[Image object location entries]
>> START

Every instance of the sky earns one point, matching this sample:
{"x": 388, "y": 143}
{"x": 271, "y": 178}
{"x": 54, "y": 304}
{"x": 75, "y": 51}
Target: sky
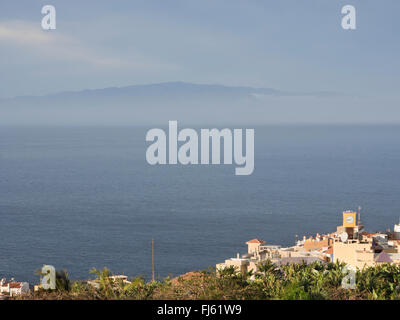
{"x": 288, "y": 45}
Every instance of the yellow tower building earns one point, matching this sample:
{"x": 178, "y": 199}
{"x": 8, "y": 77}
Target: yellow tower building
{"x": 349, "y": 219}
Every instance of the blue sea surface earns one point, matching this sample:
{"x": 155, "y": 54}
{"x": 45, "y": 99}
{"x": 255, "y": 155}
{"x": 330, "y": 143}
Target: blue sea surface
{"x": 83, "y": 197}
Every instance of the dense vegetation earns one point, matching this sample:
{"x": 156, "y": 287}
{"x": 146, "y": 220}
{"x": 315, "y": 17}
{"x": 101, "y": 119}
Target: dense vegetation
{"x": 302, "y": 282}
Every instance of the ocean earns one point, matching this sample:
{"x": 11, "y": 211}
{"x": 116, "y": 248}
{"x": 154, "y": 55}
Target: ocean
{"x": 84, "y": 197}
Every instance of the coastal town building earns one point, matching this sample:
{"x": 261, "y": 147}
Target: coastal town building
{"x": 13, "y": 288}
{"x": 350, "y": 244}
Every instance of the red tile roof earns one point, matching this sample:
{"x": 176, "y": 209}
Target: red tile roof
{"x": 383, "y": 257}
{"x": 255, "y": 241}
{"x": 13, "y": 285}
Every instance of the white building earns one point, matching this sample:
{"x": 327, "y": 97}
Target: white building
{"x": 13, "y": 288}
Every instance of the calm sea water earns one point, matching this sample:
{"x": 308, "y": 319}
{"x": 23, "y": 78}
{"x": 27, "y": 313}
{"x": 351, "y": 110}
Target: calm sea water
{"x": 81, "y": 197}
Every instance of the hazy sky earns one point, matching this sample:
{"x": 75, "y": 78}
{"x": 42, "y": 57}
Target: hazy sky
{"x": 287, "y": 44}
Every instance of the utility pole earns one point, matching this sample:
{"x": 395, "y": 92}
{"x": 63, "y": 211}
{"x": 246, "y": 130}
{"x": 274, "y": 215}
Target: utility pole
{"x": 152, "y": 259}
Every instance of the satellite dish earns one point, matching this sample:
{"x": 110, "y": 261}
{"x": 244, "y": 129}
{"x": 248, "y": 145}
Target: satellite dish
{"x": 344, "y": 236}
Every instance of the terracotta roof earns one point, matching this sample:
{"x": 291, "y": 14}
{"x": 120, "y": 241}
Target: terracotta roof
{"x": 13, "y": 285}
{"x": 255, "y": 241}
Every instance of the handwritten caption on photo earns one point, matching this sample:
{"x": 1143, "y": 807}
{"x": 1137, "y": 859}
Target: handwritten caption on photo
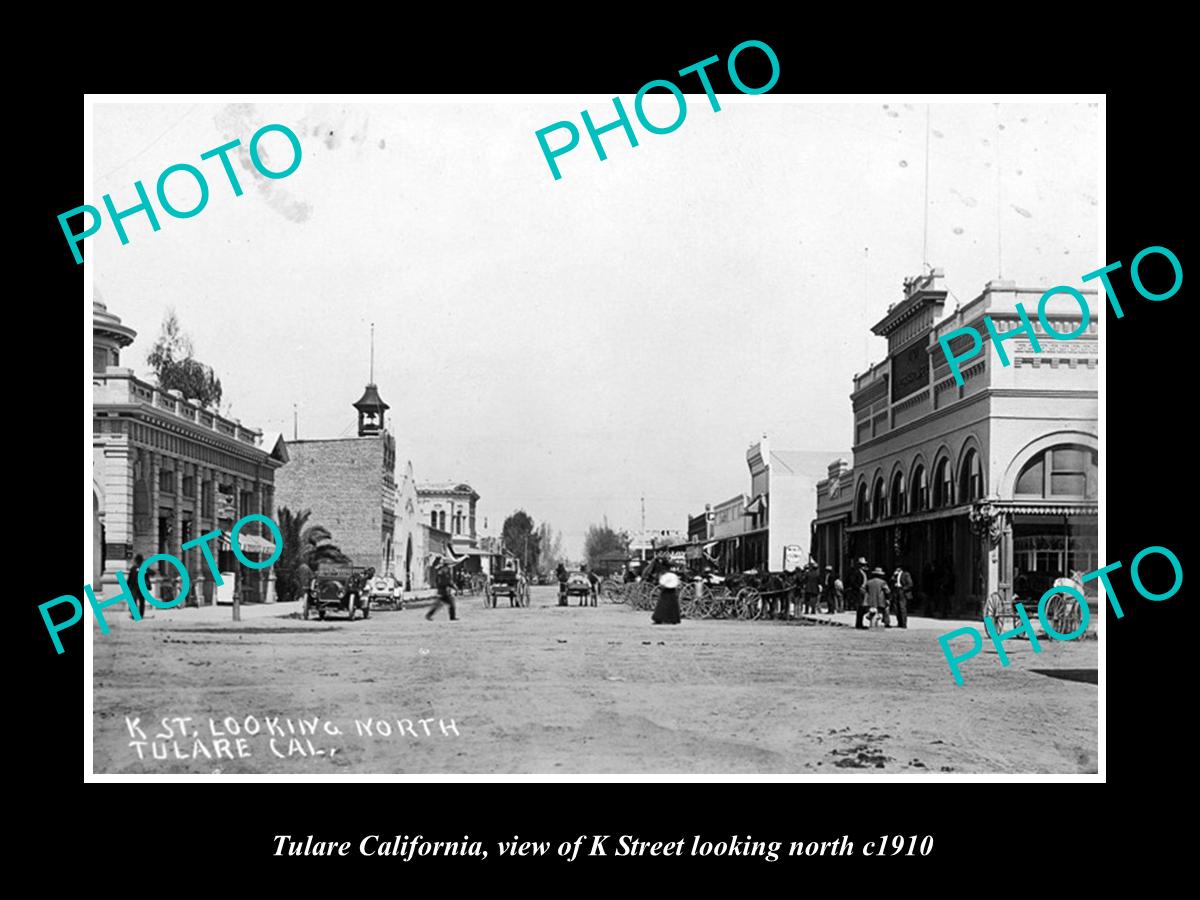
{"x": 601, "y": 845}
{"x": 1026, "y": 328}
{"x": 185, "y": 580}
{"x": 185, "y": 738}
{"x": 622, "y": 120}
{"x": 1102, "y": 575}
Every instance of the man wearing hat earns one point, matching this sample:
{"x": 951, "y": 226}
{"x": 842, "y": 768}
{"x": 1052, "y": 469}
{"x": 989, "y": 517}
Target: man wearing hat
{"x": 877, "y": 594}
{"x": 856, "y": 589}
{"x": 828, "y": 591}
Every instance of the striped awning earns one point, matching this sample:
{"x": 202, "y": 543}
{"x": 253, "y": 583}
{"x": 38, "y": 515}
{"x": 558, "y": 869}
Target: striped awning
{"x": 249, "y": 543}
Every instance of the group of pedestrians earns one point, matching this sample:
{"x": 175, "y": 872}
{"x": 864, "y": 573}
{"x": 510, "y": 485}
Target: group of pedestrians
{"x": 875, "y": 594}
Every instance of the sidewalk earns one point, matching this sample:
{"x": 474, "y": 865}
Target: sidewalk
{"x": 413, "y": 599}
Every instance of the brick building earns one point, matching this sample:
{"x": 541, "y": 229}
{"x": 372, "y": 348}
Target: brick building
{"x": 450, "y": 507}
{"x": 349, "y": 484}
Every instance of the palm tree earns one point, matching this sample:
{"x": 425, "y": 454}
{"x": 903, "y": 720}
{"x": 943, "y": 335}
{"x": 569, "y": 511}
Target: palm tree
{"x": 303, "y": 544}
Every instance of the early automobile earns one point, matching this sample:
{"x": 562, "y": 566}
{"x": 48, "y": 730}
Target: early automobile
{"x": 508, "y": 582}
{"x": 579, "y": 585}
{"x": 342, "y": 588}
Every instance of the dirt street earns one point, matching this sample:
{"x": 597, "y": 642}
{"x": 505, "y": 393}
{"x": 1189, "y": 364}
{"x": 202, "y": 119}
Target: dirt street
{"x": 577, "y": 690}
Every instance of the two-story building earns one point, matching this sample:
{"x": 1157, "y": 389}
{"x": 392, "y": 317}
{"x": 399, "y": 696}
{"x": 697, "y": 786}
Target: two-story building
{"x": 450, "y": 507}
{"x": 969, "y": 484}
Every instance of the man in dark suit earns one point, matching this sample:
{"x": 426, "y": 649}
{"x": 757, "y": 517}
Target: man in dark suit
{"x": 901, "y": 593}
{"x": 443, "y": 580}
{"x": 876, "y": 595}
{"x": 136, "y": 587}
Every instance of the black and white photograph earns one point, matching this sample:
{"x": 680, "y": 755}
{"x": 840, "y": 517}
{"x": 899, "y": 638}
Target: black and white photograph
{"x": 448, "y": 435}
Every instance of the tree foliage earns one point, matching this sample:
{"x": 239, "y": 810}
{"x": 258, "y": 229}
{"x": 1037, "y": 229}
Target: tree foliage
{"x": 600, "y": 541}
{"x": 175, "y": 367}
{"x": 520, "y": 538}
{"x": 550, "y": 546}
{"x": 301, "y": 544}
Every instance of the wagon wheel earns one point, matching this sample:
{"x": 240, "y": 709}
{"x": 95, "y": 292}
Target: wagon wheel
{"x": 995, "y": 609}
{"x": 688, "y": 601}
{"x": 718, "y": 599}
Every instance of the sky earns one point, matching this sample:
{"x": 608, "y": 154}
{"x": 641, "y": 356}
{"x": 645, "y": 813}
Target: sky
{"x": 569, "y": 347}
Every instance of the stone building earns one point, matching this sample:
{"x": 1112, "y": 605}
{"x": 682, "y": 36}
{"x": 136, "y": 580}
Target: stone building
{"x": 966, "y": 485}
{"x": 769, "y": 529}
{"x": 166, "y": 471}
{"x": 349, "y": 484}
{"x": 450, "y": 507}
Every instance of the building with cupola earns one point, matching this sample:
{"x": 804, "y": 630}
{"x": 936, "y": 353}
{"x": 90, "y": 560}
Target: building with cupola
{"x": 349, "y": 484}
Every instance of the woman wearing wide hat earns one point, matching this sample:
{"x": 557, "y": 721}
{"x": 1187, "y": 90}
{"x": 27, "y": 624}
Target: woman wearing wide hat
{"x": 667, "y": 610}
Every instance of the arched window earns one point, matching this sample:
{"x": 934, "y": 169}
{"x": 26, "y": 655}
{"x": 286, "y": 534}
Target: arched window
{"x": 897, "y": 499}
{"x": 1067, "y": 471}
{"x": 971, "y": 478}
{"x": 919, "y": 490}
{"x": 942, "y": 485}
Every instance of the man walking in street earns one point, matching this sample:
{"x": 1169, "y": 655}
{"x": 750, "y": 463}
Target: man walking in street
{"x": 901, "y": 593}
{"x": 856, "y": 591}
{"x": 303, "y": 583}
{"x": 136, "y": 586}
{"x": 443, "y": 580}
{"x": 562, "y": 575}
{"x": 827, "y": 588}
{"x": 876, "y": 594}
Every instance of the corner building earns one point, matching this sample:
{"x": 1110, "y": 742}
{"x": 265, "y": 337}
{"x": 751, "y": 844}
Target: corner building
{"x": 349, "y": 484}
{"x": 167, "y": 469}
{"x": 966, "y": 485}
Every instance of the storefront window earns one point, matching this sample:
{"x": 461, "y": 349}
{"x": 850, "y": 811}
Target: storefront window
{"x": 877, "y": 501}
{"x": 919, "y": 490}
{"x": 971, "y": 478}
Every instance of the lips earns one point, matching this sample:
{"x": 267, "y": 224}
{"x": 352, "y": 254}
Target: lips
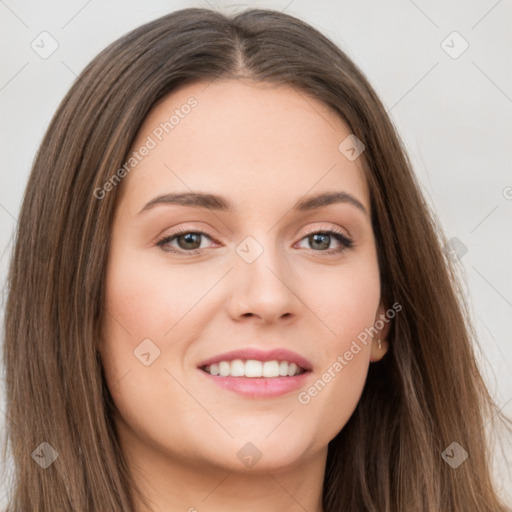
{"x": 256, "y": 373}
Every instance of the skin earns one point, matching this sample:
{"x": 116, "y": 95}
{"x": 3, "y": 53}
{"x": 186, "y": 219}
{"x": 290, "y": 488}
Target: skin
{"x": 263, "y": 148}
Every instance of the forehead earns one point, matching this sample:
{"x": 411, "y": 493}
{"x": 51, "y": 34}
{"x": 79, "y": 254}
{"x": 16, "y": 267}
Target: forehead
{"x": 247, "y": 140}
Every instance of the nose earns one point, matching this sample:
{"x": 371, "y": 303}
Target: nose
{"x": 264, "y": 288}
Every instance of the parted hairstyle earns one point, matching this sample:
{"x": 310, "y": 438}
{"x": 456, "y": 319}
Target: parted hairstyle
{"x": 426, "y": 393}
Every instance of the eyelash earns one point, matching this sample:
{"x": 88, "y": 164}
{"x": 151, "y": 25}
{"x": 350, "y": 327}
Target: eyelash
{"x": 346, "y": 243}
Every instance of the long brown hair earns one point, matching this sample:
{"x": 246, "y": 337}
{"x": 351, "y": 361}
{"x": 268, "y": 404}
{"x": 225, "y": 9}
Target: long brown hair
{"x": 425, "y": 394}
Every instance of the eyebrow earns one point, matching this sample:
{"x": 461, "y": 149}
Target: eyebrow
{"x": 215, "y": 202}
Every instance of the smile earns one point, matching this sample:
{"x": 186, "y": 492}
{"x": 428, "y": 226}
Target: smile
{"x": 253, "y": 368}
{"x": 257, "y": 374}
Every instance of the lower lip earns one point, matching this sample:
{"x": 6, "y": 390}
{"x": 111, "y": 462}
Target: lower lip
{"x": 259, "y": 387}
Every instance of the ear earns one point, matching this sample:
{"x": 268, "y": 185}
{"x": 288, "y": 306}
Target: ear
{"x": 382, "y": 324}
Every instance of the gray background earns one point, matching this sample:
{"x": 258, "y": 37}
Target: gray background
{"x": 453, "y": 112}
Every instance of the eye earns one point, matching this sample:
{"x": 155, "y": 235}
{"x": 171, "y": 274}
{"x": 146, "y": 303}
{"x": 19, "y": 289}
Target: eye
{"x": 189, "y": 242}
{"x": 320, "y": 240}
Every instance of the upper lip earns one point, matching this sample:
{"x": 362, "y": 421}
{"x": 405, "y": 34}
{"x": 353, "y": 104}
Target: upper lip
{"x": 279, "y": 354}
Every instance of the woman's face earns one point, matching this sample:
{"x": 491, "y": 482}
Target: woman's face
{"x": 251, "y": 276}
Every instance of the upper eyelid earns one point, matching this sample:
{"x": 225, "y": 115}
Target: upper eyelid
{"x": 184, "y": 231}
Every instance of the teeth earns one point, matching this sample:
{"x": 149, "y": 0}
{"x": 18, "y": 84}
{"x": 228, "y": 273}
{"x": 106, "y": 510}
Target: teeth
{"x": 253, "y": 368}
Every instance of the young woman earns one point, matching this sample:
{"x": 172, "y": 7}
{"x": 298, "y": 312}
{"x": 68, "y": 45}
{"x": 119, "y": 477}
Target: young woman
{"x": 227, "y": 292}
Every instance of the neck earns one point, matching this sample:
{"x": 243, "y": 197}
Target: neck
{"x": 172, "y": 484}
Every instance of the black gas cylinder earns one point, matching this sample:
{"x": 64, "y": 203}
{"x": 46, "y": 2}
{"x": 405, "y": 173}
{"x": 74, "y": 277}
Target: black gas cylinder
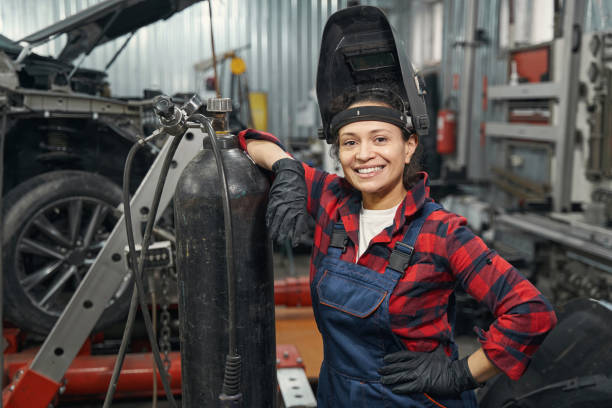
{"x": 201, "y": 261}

>> END

Problem details: Locate "Every instance of the teeth" in the listing above, then print exactly the lines from that line through the final one, omitting all pictures.

Answer below:
Every instance of the teeth earns one point, matching this sample:
{"x": 149, "y": 0}
{"x": 18, "y": 84}
{"x": 228, "y": 273}
{"x": 106, "y": 510}
Target: teeth
{"x": 253, "y": 368}
Every instance of the young woman earns one point, matching this sample:
{"x": 172, "y": 7}
{"x": 298, "y": 312}
{"x": 68, "y": 45}
{"x": 119, "y": 477}
Target: young woman
{"x": 227, "y": 292}
Every instance of the neck earns one point, matching this sample:
{"x": 243, "y": 197}
Target: neck
{"x": 172, "y": 484}
Every instance of the black gas cylinder earns one point, matching this sample:
{"x": 64, "y": 203}
{"x": 46, "y": 2}
{"x": 405, "y": 173}
{"x": 74, "y": 277}
Target: black gas cylinder
{"x": 201, "y": 261}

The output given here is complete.